Written instruction
Which lines in the entries below contain the word "instance"? Gather every such line, and count a match only when the case is the same.

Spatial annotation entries
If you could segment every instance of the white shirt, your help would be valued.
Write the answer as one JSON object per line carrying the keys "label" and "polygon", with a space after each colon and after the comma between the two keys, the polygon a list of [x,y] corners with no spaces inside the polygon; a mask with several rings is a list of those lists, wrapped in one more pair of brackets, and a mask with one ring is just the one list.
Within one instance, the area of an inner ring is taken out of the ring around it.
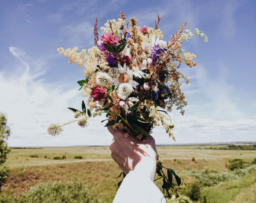
{"label": "white shirt", "polygon": [[166,203],[166,201],[151,180],[131,171],[124,178],[113,203]]}

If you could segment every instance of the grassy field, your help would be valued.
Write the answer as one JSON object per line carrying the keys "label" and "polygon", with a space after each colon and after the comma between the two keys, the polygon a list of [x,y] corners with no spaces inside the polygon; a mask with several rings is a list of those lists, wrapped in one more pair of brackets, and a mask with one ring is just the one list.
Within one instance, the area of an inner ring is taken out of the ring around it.
{"label": "grassy field", "polygon": [[[227,172],[229,160],[242,159],[250,163],[256,157],[255,151],[204,149],[207,147],[209,146],[158,146],[157,149],[164,165],[176,171],[194,169]],[[20,196],[31,187],[41,183],[79,178],[87,186],[90,192],[102,197],[107,203],[112,202],[117,190],[117,183],[120,181],[117,177],[121,171],[112,160],[108,147],[43,148],[12,149],[8,161],[10,171],[2,186],[2,195],[11,192],[15,196]],[[30,157],[33,155],[38,158]],[[44,158],[46,156],[47,158]],[[56,156],[66,156],[67,159],[53,160]],[[76,156],[81,156],[82,159],[75,159]],[[195,162],[192,161],[193,157]],[[180,176],[184,183],[183,187],[195,181],[195,178],[186,175],[182,174]],[[208,203],[243,202],[239,202],[239,200],[243,198],[242,194],[253,192],[256,178],[256,175],[253,173],[234,180],[234,183],[228,181],[218,186],[202,187],[201,193],[208,197]],[[160,180],[156,184],[160,187]],[[186,189],[184,189],[185,191]],[[216,201],[214,197],[216,195],[225,197],[225,199],[222,202]],[[244,202],[250,202],[249,201]]]}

Task solution
If you could segment every instance of the white shirt, your help would be valued.
Within one instance, the area of an inner ring is taken out of the ring around it.
If you could segment every instance of the grassy field, your help would be valued.
Within one instance, the area of an inner ring is taken out of the ring around it.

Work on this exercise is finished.